_Tekst do przeczytania_:

============

# REGULAMIN - Zasady obowiazujące na forum

## nelchael

Zasady obowiazujące na forum (czyli 0x0F zasad szczęśliwego forumowicza):

Netykieta! Chamstwa i gróźb na tym forum nie tolerujemy. Jeśli będzie trzeba, polecą bany. Przykre, ale prawdziwe. Sprawy osobiste załatwia się poza forum. Jeśli ktoś chce kogoś obrażać - o wiele lepszym rozwiązaniem niż obciążanie tego serwera jest umówić się na jednym z komunikatorów internetowych lub na żywo i tam załatwiać "swoje osobiste sprawy". Jeżeli ostrzeżenie nie wystarczy oczywiście jeden z moderatorów postara się o zablokowanie konta takiego użytkownika.

Na forum obowiązuje zakaz podawania linków do materiałów nielegalnych/naruszających prawo polskie lub amerykańskie (to jest związane z lokalizacją serwera) oraz linków do stron zawierających takie materiały. Zabronione jest również podawanie metod na złamanie zabezpieczeń programów, na włamanie się do systemów komputerowych oraz innych nielegalnych działań. Proszenie o podanie takich linków, wysłanie nielegalnego oprogramowania, cracków również jest zabronione. Nagminne niestosowanie się do tej zasady będzie nagradzane zablokowaniem dostępu do forum.

============

_Fragmenty danych_:
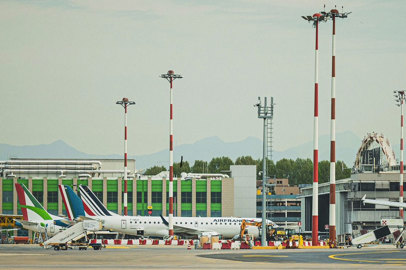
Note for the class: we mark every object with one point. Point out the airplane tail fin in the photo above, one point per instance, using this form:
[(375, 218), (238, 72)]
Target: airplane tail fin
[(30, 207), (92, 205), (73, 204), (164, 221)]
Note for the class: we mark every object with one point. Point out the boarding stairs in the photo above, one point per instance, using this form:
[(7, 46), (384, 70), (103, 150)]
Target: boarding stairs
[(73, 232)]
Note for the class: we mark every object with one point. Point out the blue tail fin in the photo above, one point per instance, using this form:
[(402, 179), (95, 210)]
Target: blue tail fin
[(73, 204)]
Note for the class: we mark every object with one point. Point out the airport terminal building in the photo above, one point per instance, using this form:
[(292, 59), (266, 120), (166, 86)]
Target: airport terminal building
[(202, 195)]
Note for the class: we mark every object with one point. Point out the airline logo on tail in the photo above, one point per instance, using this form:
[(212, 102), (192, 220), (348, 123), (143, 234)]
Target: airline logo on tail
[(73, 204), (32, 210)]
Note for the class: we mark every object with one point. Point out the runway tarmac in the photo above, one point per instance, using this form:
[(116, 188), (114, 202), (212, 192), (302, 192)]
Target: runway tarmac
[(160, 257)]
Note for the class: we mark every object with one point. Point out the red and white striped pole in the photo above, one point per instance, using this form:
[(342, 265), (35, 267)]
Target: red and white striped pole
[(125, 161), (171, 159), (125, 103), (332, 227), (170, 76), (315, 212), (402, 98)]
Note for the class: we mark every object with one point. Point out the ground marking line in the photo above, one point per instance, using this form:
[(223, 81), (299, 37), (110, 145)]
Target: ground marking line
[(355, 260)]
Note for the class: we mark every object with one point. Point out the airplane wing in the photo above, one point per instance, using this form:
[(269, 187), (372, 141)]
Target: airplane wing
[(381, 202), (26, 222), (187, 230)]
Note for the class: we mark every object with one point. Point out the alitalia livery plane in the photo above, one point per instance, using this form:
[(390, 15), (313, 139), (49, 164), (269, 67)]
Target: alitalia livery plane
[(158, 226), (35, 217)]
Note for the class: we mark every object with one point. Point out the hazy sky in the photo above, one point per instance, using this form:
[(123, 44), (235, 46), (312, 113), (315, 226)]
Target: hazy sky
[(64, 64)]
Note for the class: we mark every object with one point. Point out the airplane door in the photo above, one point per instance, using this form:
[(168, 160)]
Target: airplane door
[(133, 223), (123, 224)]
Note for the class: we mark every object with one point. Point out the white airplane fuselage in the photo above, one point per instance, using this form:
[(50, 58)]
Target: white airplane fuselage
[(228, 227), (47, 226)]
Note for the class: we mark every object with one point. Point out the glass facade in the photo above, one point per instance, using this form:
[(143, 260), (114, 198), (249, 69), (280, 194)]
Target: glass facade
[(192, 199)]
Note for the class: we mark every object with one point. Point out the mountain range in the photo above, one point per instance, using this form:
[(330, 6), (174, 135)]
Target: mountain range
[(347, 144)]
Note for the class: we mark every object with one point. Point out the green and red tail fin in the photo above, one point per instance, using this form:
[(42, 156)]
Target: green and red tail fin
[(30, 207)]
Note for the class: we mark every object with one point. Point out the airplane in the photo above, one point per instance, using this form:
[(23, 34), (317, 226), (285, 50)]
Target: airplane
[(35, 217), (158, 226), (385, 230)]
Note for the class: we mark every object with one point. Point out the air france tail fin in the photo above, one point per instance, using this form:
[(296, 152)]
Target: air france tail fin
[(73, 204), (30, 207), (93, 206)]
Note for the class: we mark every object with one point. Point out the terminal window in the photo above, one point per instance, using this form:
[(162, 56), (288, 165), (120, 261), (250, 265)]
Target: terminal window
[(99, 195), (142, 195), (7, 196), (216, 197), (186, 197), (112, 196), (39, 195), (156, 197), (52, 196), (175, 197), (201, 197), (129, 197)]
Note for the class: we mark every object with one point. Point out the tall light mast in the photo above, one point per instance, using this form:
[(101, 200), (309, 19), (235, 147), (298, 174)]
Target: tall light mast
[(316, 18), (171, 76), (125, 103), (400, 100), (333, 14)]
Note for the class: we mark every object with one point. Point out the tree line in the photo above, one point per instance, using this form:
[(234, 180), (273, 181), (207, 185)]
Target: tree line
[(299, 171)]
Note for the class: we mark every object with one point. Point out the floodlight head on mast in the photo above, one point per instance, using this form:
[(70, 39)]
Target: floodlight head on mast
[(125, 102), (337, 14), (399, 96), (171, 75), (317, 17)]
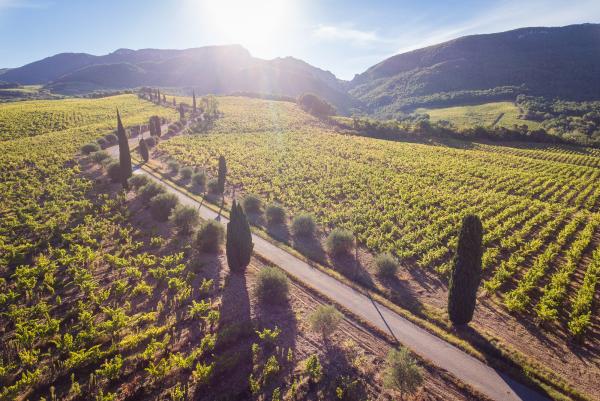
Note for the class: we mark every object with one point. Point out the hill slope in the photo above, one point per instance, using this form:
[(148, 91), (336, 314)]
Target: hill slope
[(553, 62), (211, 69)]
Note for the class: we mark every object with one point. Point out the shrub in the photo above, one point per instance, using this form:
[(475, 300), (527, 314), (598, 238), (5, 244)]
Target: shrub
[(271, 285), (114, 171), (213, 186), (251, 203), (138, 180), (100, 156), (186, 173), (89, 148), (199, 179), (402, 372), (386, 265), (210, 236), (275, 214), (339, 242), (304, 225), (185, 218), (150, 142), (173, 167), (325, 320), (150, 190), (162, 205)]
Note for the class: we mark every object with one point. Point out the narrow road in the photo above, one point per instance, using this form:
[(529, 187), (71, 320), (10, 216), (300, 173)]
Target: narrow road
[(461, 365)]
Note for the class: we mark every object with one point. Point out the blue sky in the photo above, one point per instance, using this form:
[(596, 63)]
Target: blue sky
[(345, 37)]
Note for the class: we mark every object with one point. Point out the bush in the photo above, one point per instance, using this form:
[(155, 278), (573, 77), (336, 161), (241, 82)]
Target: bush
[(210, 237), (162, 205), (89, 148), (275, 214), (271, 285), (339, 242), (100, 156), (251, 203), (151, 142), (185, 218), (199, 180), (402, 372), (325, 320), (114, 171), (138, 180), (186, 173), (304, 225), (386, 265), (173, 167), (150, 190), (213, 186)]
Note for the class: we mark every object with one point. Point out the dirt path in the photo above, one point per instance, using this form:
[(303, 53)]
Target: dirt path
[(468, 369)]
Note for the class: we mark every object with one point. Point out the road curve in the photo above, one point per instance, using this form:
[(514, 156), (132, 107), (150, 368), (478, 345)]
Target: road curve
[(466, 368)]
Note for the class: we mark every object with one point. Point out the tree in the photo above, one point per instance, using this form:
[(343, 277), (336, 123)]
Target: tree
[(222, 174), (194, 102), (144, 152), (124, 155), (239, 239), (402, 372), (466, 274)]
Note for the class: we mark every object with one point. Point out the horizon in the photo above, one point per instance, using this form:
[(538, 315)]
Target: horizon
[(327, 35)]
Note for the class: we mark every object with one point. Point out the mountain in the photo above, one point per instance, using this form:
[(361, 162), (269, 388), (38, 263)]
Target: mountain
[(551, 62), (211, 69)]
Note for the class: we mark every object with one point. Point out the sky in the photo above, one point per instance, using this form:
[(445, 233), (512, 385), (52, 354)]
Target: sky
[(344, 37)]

============

_Co należy zrobić_:
Na podstawie regulaminu forum odpowiedz krótko na pytania:
(a) Gdzie należy załatwiać sprawy osobiste?
(b) Z czym wiąże się wymienienie prawa polskiego lub amerykańskiego?
(c) Czym grozi nagminne łamanie zakazu podawania nielegalnych linków?
Materiał nie jest potrzebny do wykonania zadania.

_Wynik ćwiczenia_:
(a) Poza forum: na jednym z komunikatorów internetowych lub na żywo.
(b) Z lokalizacją serwera.
(c) Zablokowaniem dostępu do forum.